▶ TASK STATEMENT
The required output is every record, reproduced exactly.

▶ INFORMATION PROVIDED

=== Section Start ===

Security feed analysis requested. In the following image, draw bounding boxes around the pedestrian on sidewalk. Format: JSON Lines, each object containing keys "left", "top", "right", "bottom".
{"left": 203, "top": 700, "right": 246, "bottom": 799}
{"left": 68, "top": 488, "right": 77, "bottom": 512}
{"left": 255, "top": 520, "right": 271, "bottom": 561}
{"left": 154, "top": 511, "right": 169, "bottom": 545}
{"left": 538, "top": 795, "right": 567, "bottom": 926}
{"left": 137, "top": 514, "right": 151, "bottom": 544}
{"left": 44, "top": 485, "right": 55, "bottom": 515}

=== Section End ===

▶ ANSWER SPACE
Security feed analysis requested. In the following image, draw bounding boxes around the pedestrian on sidewalk. Format: JSON Lines, each object containing keys "left", "top", "right", "bottom".
{"left": 203, "top": 700, "right": 246, "bottom": 799}
{"left": 68, "top": 488, "right": 77, "bottom": 512}
{"left": 255, "top": 520, "right": 271, "bottom": 561}
{"left": 154, "top": 511, "right": 169, "bottom": 545}
{"left": 538, "top": 795, "right": 567, "bottom": 926}
{"left": 137, "top": 514, "right": 151, "bottom": 544}
{"left": 44, "top": 485, "right": 55, "bottom": 515}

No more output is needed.